Required work —
1. Rewrite the paragraph beginning "Here, too, Defendants fail" from the passage on spread of hours pay in a shorter form, keeping its main facts.
2. Output the stretch of the passage on spread of hours pay from "Defendants do not" through "bolsters my conclusion.", copied word for word.
3. Go on with the passage on spread of hours pay from the point where it stops.

Given passage —
——————
As Judge McMahon recently explained in certifying a spread of hours class in similar circumstances:

Defendants do not contend that they have or had a policy of paying spread of hours wages for their non-exempt employees. It would have been extremely easy for Defendants to adduce any evidence that they had a policy of paying spread of hours wages as required by the NYLL—Defendants are in control of their own wage policies and records. Defendants only take issue with the quality of Plaintiffs' evidence. I agree that Plaintiffs could have presented stronger evidence, but the evidence they do provide is still sufficient to infer a common policy—or lack thereof—that affects the proposed class. That Defendants fail to deny Plaintiffs' charge merely bolsters my conclusion.
Flores v. Anjost Corp., 284 F.R.D. 112, 126 (S.D.N.Y. 2012).

Here, too, Defendants fail to make even a simple proffer that the unproduced time sheets would show that, prior to June 25, 2009, non-exempt employees did not work more than ten hours a day or that spread pay was given to those who did. While the Court finds the payroll evidence sufficient independent of that failure, that Defendants have studiously avoided any representation as to what those withheld materials would show gives the Court comfort that the Report's conclusion is a correct and appropriate one.
——————
Given entries —
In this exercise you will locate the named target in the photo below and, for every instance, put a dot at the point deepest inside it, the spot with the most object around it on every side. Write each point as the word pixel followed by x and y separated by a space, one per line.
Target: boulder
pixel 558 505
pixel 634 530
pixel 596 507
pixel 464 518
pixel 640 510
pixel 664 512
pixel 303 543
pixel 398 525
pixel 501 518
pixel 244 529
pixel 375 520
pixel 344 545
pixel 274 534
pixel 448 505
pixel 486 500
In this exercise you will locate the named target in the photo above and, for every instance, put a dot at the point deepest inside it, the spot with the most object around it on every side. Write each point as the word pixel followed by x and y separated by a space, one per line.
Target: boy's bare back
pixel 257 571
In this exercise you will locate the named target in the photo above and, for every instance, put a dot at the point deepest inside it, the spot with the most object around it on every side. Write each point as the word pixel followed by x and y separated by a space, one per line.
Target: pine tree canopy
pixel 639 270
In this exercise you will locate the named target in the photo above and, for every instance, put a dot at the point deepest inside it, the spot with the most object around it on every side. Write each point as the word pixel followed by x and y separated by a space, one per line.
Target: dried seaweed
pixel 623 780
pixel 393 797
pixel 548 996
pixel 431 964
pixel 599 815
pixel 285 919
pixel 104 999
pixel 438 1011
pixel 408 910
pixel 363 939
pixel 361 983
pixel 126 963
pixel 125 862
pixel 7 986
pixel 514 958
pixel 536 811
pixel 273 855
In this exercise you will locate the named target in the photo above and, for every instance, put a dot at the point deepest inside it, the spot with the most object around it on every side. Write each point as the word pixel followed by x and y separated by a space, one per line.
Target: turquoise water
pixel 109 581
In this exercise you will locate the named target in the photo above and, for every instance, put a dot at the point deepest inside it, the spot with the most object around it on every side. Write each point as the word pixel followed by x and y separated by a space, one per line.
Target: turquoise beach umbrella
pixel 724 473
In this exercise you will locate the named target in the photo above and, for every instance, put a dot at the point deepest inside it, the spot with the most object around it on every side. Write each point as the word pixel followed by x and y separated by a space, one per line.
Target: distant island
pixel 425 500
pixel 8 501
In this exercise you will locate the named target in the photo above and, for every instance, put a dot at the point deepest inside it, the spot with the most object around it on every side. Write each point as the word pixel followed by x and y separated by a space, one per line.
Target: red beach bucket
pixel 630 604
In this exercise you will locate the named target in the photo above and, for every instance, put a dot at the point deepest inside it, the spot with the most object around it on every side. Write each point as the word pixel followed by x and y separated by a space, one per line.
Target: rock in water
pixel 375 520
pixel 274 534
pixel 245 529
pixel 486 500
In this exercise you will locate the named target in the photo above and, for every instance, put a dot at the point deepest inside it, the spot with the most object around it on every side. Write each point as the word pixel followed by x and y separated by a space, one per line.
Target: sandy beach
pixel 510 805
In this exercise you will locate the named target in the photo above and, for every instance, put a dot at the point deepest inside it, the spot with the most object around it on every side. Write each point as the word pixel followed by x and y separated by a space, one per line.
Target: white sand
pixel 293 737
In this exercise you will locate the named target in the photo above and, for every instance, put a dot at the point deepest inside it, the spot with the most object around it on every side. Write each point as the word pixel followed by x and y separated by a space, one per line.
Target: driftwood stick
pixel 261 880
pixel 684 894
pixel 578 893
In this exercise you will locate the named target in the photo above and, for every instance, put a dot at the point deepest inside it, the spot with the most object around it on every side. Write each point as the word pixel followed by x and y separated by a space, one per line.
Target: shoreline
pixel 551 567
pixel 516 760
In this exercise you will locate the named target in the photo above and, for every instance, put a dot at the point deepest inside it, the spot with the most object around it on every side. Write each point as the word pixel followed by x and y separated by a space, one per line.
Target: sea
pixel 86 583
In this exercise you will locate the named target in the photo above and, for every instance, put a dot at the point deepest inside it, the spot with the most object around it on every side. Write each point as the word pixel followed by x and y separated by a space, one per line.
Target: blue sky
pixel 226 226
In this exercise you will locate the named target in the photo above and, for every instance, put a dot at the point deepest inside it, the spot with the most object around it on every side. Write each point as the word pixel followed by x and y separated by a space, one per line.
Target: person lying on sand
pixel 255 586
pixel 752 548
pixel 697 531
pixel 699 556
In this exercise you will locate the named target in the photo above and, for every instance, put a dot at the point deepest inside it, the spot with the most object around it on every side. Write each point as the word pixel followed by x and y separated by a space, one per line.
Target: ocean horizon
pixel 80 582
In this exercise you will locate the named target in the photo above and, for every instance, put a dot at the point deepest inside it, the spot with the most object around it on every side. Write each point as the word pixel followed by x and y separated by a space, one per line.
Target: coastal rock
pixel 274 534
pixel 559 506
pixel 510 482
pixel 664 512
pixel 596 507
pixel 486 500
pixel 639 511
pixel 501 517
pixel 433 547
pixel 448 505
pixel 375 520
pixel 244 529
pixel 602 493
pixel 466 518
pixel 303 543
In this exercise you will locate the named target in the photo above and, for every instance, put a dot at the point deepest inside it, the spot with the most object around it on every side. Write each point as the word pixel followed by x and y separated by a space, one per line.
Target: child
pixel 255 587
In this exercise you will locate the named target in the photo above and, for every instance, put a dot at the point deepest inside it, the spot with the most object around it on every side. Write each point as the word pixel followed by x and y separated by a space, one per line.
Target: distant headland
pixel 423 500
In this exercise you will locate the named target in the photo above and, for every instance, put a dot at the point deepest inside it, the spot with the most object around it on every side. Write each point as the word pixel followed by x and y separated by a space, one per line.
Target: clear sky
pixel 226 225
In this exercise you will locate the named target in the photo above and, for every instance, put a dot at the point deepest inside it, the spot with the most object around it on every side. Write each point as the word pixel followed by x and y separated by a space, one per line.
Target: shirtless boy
——————
Responses —
1. Defendants did not even offer to show that the withheld time sheets would prove that, before June 25, 2009, non-exempt employees never worked more than ten hours a day or received spread pay when they did. The Court finds the payroll evidence sufficient on its own. Still, Defendants' careful avoidance of saying what those materials would show reassures the Court that the Report's conclusion is correct and appropriate.

2.
Defendants do not contend that they have or had a policy of paying spread of hours wages for their non-exempt employees. It would have been extremely easy for Defendants to adduce any evidence that they had a policy of paying spread of hours wages as required by the NYLL—Defendants are in control of their own wage policies and records. Defendants only take issue with the quality of Plaintiffs' evidence. I agree that Plaintiffs could have presented stronger evidence, but the evidence they do provide is still sufficient to infer a common policy—or lack thereof—that affects the proposed class. That Defendants fail to deny Plaintiffs' charge merely bolsters my conclusion.

3.
In sum, the Court is satisfied that Plaintiffs have adduced evidence sufficient to find the existence of a "common contention"—i.e., that Defendants had a policy of not paying spread of hours wages before June 25, 2009—"of such a nature that it is capable of classwide resolution." Wal-Mart Stores, Inc. v. Dukes, 131 S. Ct. 2541,2551 (2011).

Although "it is often proper . . . to view a class action liberally in the early stages of a litigation," Woe v. Cuomo, 729 F.2d 96, 107 (2d Cir. 1984), "courts are required to reassess their class rulings as the case develops." Boucher v. Syracuse Univ., 164 F.3d 113, 118 (2d Cir. 1999) (citation and internal quotation marks omitted). This case is no exception, and the Court will decertify or limit the scope of the class if it appears from further discovery that the requirements of Rule 23 have not in fact been met.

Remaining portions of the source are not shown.